▶ _Document passage_
Individualism vs collectivism — the degree to which individuals are integrated into cohesive groups. In highly individualistic cultures (USA, UK, Australia), individual performance recognition and personal career development are culturally aligned. In more collectivist cultures (much of East Asia, Latin America, and the Middle East), group loyalty and collective recognition may be more motivationally effective. Individual performance-related pay applied in a collectivist context can undermine team cohesion rather than driving individual performance — the opposite of its intended effect.
Uncertainty avoidance — the degree to which members of a culture feel threatened by ambiguous or unknown situations. High uncertainty avoidance cultures (Greece, Japan, Germany) favour detailed procedures, clear rules, and structured processes. Low uncertainty avoidance cultures tolerate ambiguity and are more comfortable with discretionary, flexible approaches. Change management approaches that rely on high ambiguity tolerance — announcing strategic direction without detailed implementation plans — will generate more anxiety and resistance in high uncertainty avoidance contexts.
Trompenaars and Hampden-Turner's framework offers complementary dimensions including universalism vs particularism (whether rules apply equally to everyone or relationships modify their application) and achievement vs ascription (whether status is earned through performance or attributed through title, age, or background). These dimensions are particularly relevant to reward design, leadership approach, and how fairness is experienced and defined.
At Level 5, critical evaluation of these frameworks is essential. Hofstede's original data is more than fifty years old. National culture models risk overgeneralisation and stereotyping — treating national culture as monolithic when within-country variation is often substantial. Cultural context is one input to people management decision-making, not a deterministic predictor of individual behaviour. The most capable practitioners use cultural frameworks as a tool for generating hypotheses and asking better questions, not as a template for pre-judging how individuals from particular backgrounds will respond.
AC 3.2 - Managing Cross-Cultural Teams and Expatriates
Cross-cultural teams — groups whose members come from different national, cultural, or linguistic backgrounds — are increasingly standard in international organisations. Their management presents distinct challenges that monocultural teams do not, but also significant advantages in creativity, problem-solving, and market knowledge that organisations frequently fail to realise because they underinvest in the conditions that allow cultural diversity to function productively.
The challenges of cross-cultural team management cluster around three areas. Communication is the most immediate: not just language (where translation issues create misunderstanding even between speakers who share a first language), but the deeper communication norms that shape how disagreement is expressed, how decisions are communicated, and how silence is interpreted. Direct communication styles common in Northern European and American business contexts — where clarity is valued over tact and disagreement is expressed openly — can be experienced as confrontational or disrespectful by colleagues from contexts where indirect communication preserves face. Conversely, indirect communication can be experienced as evasive or unclear by those expecting directness.
Trust development works differently across cultural contexts. In many Western business cultures, competence-based trust is established relatively quickly through demonstrated capability. In relationship-oriented cultures, trust is built more slowly through personal connection and takes longer to form with newcomers to the group. This has practical implications for team formation: the assumption that a newly assembled cross-cultural team will reach productive collaboration quickly may simply not apply when team members come from contexts where relational trust must precede effective task collaboration.

Point placement entries:

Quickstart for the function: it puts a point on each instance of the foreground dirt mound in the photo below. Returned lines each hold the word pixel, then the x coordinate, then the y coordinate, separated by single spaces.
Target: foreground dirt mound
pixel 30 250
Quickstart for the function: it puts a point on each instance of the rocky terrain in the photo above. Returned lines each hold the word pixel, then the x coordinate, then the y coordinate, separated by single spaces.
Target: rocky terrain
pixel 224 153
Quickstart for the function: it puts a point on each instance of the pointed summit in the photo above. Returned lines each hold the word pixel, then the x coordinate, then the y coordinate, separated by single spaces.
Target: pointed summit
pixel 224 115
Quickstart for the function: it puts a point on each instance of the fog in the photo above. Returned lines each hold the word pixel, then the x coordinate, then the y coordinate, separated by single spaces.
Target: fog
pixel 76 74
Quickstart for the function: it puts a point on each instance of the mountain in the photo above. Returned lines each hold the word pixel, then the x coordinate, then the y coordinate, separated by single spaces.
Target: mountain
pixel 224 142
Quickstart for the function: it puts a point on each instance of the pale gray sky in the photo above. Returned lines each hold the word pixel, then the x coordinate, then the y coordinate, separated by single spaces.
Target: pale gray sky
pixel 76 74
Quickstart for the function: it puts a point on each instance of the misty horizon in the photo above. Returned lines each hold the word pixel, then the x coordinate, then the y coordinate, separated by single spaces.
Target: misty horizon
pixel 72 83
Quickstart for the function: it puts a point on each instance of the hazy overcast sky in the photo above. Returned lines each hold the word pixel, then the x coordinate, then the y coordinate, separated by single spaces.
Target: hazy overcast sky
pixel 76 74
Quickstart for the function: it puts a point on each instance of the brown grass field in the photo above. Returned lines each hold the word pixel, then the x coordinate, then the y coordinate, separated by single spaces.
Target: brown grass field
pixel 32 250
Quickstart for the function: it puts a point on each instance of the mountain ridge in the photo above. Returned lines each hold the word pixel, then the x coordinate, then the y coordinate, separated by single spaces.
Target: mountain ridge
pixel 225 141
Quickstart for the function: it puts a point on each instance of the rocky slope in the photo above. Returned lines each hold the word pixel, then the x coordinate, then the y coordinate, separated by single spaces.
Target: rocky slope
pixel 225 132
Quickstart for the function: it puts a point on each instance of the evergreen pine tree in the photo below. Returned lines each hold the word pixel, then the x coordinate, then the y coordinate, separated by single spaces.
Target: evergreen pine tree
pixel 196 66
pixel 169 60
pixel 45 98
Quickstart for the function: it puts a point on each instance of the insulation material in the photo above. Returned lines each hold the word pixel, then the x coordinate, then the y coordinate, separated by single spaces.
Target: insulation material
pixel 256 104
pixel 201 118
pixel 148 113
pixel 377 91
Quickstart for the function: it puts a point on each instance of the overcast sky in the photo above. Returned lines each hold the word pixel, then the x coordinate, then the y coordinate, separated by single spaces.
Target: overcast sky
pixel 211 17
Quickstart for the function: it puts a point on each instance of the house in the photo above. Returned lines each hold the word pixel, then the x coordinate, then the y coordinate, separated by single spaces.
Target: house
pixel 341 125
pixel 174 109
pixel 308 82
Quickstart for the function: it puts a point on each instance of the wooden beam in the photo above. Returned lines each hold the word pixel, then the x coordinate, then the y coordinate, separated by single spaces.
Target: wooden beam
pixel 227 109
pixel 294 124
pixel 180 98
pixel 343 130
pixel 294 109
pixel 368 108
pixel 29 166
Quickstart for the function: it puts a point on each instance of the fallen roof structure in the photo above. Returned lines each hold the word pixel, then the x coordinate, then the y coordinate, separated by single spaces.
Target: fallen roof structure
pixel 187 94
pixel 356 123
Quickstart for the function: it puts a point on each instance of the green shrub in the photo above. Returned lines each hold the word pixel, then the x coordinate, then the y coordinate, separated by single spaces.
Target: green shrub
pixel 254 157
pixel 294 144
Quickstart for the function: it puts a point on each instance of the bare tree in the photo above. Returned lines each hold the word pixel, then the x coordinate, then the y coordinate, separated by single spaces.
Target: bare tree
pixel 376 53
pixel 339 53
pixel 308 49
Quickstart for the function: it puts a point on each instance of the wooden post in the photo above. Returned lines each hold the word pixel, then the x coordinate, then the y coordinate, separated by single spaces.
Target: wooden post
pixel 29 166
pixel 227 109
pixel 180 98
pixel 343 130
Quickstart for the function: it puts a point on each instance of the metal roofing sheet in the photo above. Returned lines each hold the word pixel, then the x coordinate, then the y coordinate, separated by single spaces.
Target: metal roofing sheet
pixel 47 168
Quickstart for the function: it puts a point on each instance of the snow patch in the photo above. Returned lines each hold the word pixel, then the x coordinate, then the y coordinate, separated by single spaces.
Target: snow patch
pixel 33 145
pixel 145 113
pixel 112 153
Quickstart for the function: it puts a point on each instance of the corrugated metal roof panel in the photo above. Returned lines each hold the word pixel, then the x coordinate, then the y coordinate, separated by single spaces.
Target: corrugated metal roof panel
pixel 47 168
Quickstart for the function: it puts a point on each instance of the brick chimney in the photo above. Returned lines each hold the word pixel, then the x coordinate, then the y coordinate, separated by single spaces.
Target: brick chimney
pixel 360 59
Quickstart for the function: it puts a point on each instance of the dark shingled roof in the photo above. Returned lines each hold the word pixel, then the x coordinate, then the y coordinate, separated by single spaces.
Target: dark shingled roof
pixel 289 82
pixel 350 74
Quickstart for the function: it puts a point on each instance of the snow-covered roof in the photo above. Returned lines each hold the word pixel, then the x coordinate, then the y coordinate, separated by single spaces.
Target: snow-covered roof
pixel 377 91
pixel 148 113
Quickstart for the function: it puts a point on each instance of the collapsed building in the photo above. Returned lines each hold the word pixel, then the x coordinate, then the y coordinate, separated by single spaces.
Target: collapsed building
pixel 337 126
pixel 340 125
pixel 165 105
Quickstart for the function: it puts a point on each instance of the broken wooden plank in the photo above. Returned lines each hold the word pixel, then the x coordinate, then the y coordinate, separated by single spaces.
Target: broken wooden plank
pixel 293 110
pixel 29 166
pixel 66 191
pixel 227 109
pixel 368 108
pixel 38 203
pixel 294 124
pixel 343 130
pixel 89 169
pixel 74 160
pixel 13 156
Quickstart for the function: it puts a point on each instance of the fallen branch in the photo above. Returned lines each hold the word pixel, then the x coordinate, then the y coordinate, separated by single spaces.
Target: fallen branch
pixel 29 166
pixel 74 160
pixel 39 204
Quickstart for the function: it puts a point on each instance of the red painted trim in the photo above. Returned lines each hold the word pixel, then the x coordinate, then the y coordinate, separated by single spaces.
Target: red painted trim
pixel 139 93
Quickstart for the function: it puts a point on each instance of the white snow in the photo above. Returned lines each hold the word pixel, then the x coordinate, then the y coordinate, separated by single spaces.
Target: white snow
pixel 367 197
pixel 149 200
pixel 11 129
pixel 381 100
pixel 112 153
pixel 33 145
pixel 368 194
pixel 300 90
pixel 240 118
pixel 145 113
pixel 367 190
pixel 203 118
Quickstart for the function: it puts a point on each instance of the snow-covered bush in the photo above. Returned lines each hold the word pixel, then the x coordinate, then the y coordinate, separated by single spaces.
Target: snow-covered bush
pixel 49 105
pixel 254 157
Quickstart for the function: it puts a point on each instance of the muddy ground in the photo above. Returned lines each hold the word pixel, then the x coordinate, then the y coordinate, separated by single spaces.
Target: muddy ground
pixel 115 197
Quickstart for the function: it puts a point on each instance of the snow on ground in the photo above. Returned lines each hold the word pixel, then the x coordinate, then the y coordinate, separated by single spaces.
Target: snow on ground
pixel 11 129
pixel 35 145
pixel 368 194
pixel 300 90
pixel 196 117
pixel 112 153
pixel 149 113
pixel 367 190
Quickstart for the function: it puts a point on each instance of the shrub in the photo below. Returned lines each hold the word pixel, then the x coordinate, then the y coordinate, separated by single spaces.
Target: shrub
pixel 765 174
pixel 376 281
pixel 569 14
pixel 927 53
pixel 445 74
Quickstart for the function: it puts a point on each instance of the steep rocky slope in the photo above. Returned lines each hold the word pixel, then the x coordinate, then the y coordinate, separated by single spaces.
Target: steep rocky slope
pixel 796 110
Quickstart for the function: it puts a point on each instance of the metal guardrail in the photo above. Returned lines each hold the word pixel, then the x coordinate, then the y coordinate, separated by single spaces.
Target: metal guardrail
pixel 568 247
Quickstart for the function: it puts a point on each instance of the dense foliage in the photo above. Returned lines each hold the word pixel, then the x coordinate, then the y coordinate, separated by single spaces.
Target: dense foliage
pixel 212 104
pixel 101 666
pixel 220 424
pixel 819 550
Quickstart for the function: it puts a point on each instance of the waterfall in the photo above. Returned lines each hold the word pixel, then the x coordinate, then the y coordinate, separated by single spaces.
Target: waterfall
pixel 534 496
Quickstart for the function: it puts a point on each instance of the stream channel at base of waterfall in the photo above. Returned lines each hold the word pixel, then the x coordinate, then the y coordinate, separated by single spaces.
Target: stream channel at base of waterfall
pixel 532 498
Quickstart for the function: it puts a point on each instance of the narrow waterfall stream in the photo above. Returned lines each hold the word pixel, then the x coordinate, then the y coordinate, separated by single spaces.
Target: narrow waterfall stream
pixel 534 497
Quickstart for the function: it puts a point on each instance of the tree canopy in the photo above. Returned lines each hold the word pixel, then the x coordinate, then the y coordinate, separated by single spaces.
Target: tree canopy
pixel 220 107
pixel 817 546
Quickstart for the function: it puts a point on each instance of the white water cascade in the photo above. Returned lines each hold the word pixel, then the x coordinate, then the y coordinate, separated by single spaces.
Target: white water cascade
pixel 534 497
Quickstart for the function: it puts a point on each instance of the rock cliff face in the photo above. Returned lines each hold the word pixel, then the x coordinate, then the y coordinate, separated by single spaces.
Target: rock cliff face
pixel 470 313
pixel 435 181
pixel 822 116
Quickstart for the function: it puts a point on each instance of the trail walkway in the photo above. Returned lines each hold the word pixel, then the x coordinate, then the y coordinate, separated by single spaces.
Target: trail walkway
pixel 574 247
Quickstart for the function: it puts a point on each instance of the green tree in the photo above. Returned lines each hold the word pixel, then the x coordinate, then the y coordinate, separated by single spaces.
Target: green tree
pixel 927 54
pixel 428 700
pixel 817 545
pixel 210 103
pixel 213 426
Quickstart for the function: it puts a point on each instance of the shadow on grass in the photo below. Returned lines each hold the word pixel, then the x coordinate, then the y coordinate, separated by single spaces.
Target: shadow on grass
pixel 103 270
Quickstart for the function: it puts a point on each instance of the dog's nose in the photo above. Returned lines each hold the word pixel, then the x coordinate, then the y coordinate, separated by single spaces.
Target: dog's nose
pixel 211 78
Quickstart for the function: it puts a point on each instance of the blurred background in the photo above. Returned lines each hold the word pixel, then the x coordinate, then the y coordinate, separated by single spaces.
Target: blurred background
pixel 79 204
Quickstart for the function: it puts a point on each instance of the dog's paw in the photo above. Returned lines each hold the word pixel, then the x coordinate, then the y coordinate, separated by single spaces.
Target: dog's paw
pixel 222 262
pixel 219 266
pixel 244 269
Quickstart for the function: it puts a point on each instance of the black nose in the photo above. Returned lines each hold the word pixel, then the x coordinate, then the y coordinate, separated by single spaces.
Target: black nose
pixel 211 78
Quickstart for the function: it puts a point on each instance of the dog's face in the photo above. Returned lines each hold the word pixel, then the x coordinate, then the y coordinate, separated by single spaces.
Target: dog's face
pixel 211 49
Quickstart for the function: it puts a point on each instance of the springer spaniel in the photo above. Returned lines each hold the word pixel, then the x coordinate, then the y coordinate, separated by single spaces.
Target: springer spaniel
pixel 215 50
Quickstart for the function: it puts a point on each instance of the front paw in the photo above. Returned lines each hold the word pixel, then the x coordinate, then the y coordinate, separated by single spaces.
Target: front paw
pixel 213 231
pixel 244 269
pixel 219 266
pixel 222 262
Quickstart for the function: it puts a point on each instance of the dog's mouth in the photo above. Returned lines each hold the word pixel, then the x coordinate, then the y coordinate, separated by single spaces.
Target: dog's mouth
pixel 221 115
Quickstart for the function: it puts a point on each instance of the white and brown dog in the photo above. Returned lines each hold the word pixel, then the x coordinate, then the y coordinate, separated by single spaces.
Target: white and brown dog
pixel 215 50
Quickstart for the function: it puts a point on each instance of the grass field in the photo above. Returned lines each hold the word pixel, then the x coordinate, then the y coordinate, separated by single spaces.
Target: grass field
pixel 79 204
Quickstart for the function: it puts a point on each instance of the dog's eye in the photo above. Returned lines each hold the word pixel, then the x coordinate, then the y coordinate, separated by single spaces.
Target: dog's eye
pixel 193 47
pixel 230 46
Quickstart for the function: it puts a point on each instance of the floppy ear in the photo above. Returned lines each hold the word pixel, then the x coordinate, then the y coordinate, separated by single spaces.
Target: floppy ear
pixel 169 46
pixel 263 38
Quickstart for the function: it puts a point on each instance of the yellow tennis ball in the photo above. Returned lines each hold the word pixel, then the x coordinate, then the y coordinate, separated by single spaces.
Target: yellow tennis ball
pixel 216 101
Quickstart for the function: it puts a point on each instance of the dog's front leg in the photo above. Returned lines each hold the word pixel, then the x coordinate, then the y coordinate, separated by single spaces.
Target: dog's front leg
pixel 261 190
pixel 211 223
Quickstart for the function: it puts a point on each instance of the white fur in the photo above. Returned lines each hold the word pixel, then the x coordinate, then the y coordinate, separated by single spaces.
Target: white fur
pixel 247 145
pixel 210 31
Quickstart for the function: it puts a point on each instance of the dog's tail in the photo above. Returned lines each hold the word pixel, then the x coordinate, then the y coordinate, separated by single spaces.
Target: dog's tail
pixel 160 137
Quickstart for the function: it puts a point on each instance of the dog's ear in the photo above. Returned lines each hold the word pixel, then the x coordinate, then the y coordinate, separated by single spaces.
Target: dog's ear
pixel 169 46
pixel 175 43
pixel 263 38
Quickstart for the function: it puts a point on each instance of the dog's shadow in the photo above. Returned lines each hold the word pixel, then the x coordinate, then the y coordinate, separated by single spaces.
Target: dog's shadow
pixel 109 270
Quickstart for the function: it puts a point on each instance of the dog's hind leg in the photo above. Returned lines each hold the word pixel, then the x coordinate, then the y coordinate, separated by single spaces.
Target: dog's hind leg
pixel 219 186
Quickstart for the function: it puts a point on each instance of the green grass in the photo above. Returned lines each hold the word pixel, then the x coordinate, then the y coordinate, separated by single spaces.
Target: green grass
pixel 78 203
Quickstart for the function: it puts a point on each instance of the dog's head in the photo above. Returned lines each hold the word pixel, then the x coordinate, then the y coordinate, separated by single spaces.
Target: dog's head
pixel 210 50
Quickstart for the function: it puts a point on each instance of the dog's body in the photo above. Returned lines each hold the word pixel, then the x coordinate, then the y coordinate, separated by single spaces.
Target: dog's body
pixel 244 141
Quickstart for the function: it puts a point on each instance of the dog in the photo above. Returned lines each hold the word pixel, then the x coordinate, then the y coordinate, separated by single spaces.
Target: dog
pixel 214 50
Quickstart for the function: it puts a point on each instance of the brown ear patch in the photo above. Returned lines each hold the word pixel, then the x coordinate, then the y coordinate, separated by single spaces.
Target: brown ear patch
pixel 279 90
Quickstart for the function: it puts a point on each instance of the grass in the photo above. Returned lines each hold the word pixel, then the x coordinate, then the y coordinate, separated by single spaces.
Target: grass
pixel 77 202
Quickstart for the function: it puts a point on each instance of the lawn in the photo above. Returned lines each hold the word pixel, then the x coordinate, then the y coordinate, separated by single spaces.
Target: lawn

▶ _Work required_
Pick up the passage on managing cross-cultural teams from where it stops and continue it. The entries were taken from a separate source.

▶ _Answer to the task_
Conflict resolution is shaped by power distance, communication style, and individualism-collectivism orientations. What one team member experiences as healthy, productive conflict — a sign of psychological safety and engaged debate — may be experienced by another as an interpersonal attack or a failure of respect. Teams with high cultural diversity but no shared norms for managing disagreement are at risk of either suppressing conflict (with decisions made on inadequate information) or experiencing unproductive interpersonal tension. The team leader's role in making cultural differences explicit, establishing shared communication norms, and modelling inclusive decision-making is the most significant determinant of whether cultural diversity becomes an asset or a liability.
5OS04 is among the more intellectually demanding optional units at Level 5 because it requires students to apply multiple frameworks simultaneously and evaluate their interactions. A strong assignment will use Hofstede's dimensions to analyse why a specific HR practice failed in a specific international context, then apply Perlmutter's EPRG framework to assess whether the organisation's overall HR orientation made that failure predictable, and conclude with a recommendation that accounts for both cultural and legal context. The AC sections on this page model that integrative analytical approach — connecting the macro (globalisation, EPRG) to the micro (how a specific team meeting fails to surface disagreement) through a coherent analytical thread.
How 5OS04 Connects to Level 7
At Level 7, international people management is examined at a significantly more critical and strategic depth. The frameworks introduced in 5OS04 — Hofstede, Trompenaars, Perlmutter's EPRG — are the starting point for more demanding analysis, not its conclusion.
7CO01 Work and Working Lives in a Changing Environment examines the macro-level forces shaping global labour markets, including the political economy of globalisation, the distributional effects of international trade and investment on different workforce segments, and the regulatory responses emerging from governments and supranational institutions. Where 5OS04 asks you to describe how globalisation affects HR practice, 7CO01 asks you to critically evaluate the contested political and economic claims made about globalisation and their implications for people practice and public policy. The question of whether globalisation is fundamentally beneficial or fundamentally exploitative — and for whom — is a live normative debate at Level 7 that does not appear at Level 5.
For students on the Advanced Diploma in Strategic People Management, the international context thread runs through several units: strategic reward management must address international pay equity and global mobility compensation; strategic employment relations must account for the very different institutional frameworks for collective employment relations in different national contexts; and advanced resourcing strategy must engage with international talent flows, migration policy, and the ethics of recruiting from lower-income countries to fill skills gaps in higher-income ones.
Related CIPD Level 5 Modules
5OS04 connects closely to several other Level 5 units in the people management pathway. 5HR01 Employment Relationship Management provides the foundational employment law and employee relations framework that 5OS04 contextualises internationally — the unfair dismissal provisions, trade union rights, and grievance procedures covered in 5HR01 are UK-specific instances of systems that differ significantly across jurisdictions. 5HR02 Talent Management and Workforce Planning connects through the international dimensions of talent strategy: global talent pools, international mobility as a development tool, and workforce planning in organisations operating across multiple labour markets. The strategic and cultural context for all people practice is set in 5CO01 Organisational Performance and Culture in Practice, whose treatment of external environment and organisational culture the international lens of 5OS04 deepens considerably. 5OS01 Specialist Employment Law provides complementary depth on the UK legal framework whose international equivalents are explored in 5OS04 AC 1.2. The full range of Level 5 options is covered on the CIPD Level 5 assignment examples hub page.
Frequently Asked Questions - 5OS04
What does the CIPD 5OS04 unit cover?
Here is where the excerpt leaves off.